WHAT TO PRODUCE
Copy each line of the records that contains the word "window".

EXERCISE DATA
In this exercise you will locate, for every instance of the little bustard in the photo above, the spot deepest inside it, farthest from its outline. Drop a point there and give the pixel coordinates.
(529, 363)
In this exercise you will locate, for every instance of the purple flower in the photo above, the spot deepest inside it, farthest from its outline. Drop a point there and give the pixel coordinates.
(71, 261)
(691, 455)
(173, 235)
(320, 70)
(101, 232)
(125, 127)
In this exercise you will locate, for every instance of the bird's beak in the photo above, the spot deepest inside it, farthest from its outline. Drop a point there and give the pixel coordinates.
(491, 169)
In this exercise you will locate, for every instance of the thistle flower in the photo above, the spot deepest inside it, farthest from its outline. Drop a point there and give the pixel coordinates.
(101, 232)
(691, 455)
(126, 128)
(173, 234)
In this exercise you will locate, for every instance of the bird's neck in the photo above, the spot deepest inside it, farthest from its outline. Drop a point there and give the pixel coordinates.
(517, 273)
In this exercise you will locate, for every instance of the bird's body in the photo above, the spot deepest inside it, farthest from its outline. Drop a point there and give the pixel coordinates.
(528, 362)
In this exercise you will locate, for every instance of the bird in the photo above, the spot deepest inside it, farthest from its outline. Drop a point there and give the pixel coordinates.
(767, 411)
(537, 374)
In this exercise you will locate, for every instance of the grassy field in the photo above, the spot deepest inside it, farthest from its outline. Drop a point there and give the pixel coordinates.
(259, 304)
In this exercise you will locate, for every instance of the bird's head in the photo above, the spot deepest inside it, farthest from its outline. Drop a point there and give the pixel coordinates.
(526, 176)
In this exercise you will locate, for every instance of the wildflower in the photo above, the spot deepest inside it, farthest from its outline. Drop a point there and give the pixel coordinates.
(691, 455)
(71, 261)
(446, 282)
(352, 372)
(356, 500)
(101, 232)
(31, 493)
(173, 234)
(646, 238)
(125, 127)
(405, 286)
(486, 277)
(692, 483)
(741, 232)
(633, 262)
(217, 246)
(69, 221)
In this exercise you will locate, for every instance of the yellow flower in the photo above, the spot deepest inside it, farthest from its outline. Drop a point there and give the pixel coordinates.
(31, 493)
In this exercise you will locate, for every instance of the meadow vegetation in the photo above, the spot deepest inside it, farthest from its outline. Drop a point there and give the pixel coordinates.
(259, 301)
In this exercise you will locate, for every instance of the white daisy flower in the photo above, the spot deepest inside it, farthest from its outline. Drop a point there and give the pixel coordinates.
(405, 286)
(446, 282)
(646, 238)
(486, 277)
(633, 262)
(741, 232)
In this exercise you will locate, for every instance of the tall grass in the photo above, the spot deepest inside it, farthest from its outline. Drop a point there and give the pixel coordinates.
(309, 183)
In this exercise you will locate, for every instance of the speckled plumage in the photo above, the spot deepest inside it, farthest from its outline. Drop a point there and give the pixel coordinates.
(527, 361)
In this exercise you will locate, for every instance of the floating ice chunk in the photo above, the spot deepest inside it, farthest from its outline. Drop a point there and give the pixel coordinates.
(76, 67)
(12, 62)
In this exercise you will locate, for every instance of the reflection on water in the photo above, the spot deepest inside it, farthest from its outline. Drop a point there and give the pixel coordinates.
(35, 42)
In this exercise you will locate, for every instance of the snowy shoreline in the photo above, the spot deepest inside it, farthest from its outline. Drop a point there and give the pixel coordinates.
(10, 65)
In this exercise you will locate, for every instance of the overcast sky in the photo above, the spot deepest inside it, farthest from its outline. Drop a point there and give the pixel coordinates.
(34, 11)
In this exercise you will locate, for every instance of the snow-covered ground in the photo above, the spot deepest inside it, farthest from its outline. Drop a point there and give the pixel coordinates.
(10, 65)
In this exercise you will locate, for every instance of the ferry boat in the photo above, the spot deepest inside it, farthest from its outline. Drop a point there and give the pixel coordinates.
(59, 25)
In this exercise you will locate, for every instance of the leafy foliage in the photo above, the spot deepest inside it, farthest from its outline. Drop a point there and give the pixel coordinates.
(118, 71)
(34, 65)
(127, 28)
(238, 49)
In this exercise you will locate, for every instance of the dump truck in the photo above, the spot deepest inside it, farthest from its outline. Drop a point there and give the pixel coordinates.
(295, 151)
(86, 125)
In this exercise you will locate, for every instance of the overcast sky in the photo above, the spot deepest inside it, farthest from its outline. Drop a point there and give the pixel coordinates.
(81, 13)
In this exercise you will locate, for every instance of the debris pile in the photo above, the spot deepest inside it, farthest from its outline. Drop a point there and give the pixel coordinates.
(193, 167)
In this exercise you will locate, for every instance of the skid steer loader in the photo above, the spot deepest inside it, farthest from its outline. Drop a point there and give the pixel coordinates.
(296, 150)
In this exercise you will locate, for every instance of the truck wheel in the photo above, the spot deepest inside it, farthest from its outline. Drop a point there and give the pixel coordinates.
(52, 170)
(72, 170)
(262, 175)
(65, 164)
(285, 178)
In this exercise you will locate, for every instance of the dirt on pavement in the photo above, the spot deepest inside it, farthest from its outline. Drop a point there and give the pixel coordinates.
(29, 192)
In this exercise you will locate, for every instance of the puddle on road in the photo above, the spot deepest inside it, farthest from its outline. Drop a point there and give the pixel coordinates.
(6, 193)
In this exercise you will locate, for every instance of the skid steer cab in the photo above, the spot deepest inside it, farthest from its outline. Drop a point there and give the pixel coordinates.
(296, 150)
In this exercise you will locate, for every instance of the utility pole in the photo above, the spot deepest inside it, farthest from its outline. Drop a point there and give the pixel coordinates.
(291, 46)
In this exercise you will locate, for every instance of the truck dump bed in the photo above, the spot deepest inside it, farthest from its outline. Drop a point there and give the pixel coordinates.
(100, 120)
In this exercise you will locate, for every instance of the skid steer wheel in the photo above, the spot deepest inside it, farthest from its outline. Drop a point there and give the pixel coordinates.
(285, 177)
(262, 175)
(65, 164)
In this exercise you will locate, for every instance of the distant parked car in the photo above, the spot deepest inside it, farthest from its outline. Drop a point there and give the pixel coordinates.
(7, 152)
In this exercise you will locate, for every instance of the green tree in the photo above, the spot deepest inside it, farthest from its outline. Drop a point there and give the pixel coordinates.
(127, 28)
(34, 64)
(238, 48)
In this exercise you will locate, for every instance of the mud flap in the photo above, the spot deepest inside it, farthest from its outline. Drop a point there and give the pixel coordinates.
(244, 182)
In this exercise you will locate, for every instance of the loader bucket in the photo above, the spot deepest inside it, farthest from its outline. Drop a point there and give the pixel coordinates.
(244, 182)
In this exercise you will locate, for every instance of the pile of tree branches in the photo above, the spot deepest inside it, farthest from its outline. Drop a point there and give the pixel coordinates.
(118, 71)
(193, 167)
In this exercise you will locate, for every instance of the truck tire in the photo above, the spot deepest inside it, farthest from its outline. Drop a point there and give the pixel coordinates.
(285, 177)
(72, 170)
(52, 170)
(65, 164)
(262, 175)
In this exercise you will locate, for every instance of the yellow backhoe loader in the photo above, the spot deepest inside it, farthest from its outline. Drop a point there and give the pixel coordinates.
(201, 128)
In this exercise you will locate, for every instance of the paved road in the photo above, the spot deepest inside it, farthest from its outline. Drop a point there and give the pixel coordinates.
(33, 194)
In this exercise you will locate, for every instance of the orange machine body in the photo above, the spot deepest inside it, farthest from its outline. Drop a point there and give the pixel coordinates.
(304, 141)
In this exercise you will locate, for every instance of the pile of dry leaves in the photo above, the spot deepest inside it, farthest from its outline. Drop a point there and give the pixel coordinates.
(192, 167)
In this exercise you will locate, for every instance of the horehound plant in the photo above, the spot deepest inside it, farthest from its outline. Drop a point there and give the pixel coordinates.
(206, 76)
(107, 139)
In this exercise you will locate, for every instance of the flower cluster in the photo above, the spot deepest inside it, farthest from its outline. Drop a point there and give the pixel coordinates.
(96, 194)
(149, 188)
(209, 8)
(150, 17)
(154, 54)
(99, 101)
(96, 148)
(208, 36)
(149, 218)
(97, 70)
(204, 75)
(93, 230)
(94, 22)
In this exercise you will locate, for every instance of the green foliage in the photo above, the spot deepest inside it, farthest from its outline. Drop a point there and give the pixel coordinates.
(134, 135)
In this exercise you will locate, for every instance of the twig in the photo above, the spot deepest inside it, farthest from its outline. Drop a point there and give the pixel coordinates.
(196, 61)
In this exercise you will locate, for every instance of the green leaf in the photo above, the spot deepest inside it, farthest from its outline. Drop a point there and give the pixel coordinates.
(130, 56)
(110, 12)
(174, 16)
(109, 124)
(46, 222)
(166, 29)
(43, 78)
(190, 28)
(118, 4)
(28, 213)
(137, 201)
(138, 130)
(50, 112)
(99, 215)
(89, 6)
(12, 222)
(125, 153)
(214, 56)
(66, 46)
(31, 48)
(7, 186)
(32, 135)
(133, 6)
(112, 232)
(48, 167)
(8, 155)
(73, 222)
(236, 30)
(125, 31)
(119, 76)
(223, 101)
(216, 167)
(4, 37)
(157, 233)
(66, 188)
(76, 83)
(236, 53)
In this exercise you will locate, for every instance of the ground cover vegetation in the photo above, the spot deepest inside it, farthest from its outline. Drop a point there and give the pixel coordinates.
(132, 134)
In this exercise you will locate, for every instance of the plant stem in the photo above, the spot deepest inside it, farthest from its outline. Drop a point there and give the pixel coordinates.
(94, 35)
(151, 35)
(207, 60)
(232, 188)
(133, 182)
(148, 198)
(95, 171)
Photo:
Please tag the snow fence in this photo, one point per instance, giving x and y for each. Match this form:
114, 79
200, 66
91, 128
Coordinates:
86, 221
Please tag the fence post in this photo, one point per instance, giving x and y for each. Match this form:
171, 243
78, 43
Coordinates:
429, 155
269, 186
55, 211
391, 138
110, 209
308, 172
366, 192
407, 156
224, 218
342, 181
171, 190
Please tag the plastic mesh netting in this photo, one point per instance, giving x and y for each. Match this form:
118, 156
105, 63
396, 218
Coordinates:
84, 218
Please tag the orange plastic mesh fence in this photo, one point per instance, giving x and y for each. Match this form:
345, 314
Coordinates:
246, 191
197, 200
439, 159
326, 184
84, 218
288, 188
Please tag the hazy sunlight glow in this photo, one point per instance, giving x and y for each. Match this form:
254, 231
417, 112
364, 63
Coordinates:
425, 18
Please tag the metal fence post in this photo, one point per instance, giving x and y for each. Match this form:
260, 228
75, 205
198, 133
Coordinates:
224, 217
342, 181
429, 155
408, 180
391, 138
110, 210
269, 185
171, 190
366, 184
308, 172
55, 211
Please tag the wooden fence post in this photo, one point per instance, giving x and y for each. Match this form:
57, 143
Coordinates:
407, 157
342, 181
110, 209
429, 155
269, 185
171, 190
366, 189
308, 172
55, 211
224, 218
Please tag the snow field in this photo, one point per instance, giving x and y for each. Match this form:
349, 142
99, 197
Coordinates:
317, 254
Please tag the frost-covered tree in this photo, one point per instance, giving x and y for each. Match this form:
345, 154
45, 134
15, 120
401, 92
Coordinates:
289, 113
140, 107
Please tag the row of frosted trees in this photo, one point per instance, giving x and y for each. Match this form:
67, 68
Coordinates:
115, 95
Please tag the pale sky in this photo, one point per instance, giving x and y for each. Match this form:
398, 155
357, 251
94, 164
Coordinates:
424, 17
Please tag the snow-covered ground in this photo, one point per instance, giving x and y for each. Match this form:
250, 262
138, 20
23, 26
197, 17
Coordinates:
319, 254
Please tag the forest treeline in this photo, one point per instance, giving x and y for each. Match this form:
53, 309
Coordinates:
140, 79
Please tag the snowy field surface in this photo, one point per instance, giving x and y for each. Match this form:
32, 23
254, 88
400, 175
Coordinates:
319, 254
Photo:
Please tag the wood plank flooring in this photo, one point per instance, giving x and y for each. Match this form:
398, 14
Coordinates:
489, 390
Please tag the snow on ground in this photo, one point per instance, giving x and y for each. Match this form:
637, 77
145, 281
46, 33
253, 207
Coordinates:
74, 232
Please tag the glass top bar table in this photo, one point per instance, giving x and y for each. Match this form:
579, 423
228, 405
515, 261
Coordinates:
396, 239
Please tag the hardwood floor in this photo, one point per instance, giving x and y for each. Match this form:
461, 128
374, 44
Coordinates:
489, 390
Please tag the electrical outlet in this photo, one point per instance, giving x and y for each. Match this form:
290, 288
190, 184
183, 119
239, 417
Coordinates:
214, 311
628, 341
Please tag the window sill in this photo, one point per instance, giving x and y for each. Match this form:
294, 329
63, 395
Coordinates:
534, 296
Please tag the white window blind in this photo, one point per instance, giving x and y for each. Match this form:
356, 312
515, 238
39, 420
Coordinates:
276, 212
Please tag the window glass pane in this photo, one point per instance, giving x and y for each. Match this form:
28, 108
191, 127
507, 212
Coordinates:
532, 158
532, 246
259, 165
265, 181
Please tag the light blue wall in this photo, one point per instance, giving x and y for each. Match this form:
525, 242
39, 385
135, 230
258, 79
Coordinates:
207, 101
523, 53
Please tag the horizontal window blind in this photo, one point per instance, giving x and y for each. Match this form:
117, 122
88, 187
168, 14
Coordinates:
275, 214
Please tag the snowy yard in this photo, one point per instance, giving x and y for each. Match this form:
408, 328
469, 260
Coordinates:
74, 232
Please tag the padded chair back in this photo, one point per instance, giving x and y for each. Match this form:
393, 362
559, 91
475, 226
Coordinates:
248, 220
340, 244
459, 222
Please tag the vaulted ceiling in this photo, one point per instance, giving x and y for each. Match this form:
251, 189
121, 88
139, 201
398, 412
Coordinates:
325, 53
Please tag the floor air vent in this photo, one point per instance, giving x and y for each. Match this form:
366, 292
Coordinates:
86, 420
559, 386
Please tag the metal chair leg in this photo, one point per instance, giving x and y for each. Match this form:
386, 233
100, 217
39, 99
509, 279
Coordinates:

ANSWER BELOW
Please tag the window sill in this photo, one point per instance, giving x and y for each. Match this form:
Please tag the white window blind in this photo, one point per instance, giving x and y for each. Match this form:
Please tag the window glass pane in this photo, one point per instance, giving x and y for each. Match this form:
Please tag the horizontal window blind in this photo, one point per instance, giving x and y for each. Match this form:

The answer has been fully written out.